Find "In this exercise you will label the tall" in the records that follow; print that line and each subsequent line through the last one, verbatim and with nothing added.

** Start of Data section **

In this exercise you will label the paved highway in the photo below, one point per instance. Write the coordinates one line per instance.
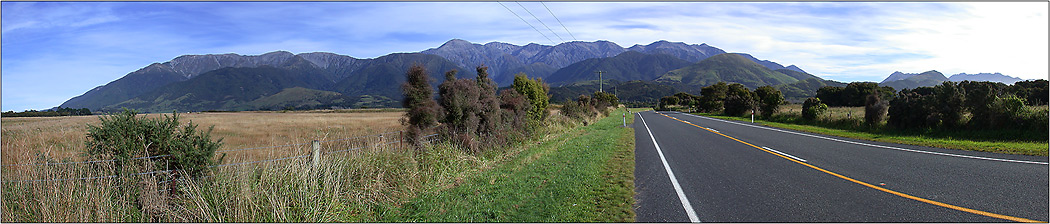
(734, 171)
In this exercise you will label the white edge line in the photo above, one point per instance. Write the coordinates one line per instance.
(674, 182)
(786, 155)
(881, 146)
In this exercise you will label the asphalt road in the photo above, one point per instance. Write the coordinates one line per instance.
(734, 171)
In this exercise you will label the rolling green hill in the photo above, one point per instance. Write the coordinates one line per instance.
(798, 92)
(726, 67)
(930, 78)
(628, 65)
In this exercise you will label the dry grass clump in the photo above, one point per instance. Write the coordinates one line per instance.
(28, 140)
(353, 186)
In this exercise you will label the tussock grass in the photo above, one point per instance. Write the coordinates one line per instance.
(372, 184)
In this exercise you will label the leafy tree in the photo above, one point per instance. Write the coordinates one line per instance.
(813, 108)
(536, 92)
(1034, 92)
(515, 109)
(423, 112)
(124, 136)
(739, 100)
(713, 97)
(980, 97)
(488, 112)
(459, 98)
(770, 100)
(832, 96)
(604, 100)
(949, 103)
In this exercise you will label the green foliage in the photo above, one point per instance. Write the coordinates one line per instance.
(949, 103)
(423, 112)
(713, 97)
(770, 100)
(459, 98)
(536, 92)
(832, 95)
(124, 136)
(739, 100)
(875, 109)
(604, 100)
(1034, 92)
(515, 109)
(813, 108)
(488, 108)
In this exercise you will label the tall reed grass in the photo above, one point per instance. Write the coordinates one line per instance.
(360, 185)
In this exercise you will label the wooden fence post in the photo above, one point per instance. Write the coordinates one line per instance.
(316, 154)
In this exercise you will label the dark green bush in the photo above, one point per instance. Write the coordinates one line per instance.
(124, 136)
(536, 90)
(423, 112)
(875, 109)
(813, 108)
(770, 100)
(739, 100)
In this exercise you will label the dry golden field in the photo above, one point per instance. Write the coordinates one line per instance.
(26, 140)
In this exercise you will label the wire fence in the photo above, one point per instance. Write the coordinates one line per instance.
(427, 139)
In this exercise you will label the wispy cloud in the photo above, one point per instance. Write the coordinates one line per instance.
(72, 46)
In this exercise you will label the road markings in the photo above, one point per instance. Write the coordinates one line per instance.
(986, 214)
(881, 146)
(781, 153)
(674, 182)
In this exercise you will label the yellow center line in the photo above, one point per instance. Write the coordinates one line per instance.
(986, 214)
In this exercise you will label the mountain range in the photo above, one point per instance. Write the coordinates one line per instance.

** End of Data section **

--- Worked answer ---
In this exercise you will label the tall reed grass in the photo above, one point per instance. Write the coordinates one line per instance.
(360, 185)
In this exercise you will label the wooden fence post in the photo above, one point per instance. Write the coordinates one line per instance.
(316, 154)
In this exercise you will label the dark green bush in the photo above, one point per instance. Write the coordinates one line per instance.
(124, 136)
(536, 90)
(423, 112)
(875, 109)
(813, 108)
(770, 100)
(739, 100)
In this exercise you will label the dry golden field in the photo above, one point per instance. Write the coordinates one line per instance.
(26, 140)
In this exercise you will label the wire fence in the photo above, one point per instance. Write the coordinates one line per instance.
(427, 139)
In this exercise you will label the wispy cloud in the photo above, one point per instance. Write the coordinates one line per instance.
(72, 46)
In this exercise you will label the road markings in the photo above, one point per instance. Write the coordinates one line per instance.
(986, 214)
(881, 146)
(781, 153)
(674, 182)
In this exercise you will label the yellow center line in the photo above, one point per instance. Write the coordinates one line per instance.
(986, 214)
In this exercise you will label the mountain range in the photo above, one point per instance. Write the coordinates one line per instance.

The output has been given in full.